*** Opening Records shown ***
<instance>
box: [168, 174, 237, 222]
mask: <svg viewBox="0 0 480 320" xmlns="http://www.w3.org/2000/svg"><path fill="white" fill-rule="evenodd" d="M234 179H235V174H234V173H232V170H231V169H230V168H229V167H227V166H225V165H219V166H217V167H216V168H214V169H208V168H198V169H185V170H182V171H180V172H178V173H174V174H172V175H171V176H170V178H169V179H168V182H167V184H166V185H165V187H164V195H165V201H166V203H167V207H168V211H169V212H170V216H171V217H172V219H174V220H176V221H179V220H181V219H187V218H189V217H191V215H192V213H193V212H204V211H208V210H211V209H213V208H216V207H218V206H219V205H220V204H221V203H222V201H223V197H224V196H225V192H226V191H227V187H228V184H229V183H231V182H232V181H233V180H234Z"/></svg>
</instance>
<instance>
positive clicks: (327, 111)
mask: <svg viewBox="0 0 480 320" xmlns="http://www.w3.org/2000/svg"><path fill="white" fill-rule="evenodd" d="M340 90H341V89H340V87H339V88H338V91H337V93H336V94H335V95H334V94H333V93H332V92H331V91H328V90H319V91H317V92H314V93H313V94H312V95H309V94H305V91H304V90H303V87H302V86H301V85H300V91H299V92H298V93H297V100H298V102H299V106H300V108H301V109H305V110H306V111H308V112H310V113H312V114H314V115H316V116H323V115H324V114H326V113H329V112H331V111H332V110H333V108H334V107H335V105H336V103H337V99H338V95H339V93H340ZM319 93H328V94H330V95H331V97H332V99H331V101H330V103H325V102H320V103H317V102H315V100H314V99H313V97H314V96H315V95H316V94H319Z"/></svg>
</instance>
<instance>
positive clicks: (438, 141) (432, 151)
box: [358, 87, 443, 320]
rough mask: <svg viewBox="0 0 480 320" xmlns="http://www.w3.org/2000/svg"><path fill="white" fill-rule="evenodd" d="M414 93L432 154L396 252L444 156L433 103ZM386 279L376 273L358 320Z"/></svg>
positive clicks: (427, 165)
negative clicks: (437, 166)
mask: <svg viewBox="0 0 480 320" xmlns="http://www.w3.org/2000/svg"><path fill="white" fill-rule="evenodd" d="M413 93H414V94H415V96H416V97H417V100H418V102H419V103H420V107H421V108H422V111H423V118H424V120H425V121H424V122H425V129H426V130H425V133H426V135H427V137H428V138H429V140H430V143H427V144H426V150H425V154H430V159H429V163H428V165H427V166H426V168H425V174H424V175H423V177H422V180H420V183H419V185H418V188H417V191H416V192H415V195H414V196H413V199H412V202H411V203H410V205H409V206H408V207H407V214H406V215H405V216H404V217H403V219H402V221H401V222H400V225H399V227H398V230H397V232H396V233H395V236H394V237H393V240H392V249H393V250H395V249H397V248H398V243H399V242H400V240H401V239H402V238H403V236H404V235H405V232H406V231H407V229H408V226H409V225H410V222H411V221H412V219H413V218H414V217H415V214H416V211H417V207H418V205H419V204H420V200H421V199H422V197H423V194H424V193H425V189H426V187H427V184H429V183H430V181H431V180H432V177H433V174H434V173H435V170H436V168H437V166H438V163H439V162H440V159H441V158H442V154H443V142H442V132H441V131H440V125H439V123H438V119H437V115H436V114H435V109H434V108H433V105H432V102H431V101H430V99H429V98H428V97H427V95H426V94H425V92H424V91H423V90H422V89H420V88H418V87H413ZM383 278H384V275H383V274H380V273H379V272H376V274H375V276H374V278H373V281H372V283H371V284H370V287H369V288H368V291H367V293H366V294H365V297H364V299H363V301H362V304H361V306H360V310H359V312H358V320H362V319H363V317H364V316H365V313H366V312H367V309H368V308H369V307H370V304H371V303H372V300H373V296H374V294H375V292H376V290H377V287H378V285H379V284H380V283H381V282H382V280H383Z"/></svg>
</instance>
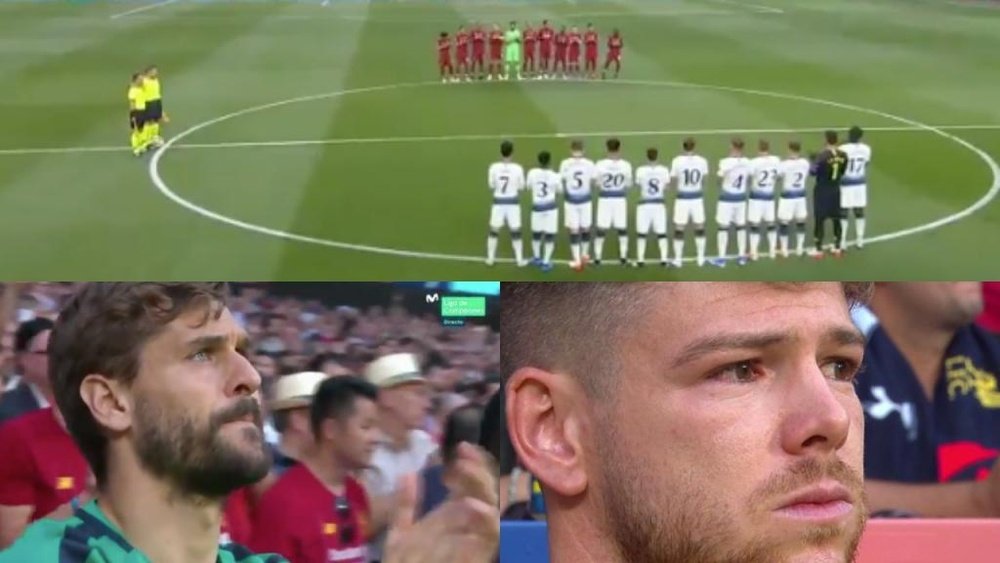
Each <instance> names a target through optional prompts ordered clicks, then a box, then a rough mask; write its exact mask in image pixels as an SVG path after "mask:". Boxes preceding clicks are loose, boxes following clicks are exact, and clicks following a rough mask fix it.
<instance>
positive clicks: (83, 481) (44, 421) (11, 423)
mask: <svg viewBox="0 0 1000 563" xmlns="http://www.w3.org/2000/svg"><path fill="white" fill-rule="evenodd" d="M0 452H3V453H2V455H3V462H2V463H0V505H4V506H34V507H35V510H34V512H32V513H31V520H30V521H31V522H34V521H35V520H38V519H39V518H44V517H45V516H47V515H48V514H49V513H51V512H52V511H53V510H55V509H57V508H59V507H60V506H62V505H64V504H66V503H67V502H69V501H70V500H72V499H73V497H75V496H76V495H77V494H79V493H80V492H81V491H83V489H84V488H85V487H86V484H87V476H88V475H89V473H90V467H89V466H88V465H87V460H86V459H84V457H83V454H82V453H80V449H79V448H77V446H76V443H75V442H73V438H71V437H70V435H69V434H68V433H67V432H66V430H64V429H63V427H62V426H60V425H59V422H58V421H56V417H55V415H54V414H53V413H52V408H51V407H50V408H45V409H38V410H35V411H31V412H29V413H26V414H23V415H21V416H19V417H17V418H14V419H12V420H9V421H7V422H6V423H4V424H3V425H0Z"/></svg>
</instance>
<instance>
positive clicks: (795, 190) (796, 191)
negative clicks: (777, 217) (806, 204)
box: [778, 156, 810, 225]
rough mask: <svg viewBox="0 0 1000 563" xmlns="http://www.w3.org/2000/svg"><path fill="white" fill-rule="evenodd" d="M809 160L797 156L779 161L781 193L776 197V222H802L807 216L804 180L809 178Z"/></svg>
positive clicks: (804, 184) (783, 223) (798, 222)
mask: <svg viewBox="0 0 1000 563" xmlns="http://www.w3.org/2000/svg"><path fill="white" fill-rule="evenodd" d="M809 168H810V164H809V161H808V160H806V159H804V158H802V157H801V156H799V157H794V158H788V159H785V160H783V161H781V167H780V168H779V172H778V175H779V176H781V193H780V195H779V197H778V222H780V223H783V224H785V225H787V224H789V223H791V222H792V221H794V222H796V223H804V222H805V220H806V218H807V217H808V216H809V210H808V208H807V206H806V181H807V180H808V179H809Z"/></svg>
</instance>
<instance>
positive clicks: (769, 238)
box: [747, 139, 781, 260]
*** Closing Records shown ***
*** Opening Records shown ***
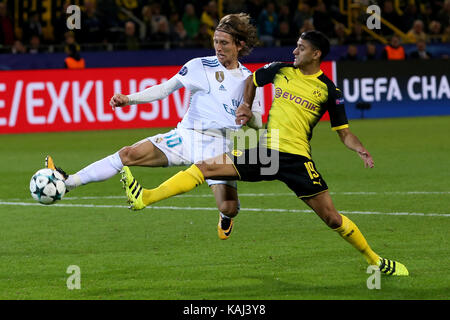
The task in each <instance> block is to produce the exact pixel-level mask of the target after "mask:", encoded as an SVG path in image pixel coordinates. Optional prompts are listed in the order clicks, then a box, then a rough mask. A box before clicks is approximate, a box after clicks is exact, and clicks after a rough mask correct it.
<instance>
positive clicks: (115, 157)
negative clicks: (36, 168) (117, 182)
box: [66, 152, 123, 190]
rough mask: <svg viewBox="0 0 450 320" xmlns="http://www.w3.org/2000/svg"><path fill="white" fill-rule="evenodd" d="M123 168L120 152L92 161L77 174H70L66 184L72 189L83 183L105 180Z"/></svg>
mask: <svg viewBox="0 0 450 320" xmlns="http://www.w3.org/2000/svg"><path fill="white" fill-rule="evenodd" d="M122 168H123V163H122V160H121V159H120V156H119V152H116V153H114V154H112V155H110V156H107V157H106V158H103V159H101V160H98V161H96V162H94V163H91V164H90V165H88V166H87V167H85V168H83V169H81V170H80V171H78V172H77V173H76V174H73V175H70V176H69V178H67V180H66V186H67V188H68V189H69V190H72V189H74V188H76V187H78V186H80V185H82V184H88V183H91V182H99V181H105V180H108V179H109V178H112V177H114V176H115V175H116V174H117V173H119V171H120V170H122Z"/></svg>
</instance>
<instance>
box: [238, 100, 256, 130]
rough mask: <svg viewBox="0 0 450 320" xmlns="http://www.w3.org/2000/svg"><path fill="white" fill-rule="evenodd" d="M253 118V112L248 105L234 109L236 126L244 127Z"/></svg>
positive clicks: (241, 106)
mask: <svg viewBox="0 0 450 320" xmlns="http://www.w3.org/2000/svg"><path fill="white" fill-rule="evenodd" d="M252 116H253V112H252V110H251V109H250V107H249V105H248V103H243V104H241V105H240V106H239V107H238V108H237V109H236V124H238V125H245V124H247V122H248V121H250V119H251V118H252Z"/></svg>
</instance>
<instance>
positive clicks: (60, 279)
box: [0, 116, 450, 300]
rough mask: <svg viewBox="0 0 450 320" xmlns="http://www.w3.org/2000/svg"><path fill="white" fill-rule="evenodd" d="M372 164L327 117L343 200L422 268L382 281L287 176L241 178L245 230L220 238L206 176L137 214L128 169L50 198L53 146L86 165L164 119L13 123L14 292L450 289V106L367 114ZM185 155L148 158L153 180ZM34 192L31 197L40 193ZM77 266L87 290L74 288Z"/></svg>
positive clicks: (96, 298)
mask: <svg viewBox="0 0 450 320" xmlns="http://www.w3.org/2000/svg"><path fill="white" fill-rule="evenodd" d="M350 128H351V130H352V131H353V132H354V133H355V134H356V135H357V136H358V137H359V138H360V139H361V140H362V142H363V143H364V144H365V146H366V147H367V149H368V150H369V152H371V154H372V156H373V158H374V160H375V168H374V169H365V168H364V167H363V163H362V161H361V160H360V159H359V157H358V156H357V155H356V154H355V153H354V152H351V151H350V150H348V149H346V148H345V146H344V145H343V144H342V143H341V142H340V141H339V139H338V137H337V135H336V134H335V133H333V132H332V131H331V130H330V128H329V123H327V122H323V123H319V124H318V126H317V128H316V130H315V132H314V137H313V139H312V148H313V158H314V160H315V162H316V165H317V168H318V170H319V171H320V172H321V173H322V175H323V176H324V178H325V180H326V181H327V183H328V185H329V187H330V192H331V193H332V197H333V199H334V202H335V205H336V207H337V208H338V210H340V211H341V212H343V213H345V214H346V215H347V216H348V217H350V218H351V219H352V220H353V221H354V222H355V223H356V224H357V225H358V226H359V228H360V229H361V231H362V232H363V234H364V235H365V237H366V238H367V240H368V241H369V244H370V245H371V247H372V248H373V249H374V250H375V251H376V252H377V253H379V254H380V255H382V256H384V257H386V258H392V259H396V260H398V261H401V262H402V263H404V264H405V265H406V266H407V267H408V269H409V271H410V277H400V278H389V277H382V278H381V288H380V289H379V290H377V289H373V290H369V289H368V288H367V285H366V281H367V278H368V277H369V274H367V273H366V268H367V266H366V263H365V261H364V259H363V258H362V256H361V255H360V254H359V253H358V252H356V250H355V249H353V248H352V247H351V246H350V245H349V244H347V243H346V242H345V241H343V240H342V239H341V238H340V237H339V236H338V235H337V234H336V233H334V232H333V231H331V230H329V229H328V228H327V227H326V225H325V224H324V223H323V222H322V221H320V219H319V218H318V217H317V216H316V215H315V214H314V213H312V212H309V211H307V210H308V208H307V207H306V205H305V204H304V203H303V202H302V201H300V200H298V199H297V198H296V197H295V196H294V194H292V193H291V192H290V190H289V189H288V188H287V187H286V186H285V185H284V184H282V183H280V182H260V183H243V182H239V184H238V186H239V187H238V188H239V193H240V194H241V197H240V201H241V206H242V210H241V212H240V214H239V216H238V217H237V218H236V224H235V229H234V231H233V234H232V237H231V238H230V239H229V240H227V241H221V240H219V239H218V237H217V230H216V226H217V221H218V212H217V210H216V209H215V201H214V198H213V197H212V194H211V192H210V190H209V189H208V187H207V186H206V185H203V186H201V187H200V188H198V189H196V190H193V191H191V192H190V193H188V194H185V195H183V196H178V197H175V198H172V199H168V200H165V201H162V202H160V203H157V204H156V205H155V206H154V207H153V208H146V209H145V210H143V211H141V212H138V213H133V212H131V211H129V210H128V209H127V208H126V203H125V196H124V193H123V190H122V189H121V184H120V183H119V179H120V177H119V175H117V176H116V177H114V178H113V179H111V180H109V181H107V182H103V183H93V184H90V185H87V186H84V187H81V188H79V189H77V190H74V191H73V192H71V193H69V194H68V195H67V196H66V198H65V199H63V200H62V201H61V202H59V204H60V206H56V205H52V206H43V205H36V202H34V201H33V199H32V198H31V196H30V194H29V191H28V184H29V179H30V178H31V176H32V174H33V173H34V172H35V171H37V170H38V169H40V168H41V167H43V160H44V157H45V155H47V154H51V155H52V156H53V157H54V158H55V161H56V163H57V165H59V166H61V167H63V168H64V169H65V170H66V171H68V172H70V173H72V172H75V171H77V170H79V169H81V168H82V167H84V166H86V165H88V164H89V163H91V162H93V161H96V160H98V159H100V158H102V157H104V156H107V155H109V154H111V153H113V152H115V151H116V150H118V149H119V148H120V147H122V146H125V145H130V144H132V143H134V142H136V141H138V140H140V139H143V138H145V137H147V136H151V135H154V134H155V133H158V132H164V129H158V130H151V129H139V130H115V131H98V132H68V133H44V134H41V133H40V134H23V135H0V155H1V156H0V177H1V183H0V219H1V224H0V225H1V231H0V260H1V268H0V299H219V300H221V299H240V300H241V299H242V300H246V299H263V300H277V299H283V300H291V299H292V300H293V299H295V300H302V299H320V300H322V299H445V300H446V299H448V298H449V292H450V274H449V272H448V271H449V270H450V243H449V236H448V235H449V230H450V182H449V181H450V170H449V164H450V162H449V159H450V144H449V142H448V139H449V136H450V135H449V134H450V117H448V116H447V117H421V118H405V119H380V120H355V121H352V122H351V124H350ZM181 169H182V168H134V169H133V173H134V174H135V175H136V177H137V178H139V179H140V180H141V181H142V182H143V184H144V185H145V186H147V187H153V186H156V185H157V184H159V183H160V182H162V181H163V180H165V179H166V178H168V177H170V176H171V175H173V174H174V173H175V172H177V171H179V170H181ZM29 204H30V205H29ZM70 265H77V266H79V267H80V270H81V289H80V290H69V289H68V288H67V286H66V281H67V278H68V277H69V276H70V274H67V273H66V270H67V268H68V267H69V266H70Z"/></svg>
*** Closing Records shown ***
__Directions for this task__
Copy the listing from the line containing "164L327 117L343 200L422" up to and including the line containing "positive clicks: (96, 298)", unchanged.

__Task solution__
rough mask: <svg viewBox="0 0 450 320" xmlns="http://www.w3.org/2000/svg"><path fill="white" fill-rule="evenodd" d="M372 164L327 117L343 200L422 268L382 281L287 176L241 178L245 230L220 238L206 176L137 214L128 169L50 198L53 146L86 165L164 119L13 123L14 292L450 289V106L367 114ZM185 155L148 158L153 180ZM34 192L31 197L40 193ZM77 266L87 290L74 288Z"/></svg>
positive clicks: (96, 298)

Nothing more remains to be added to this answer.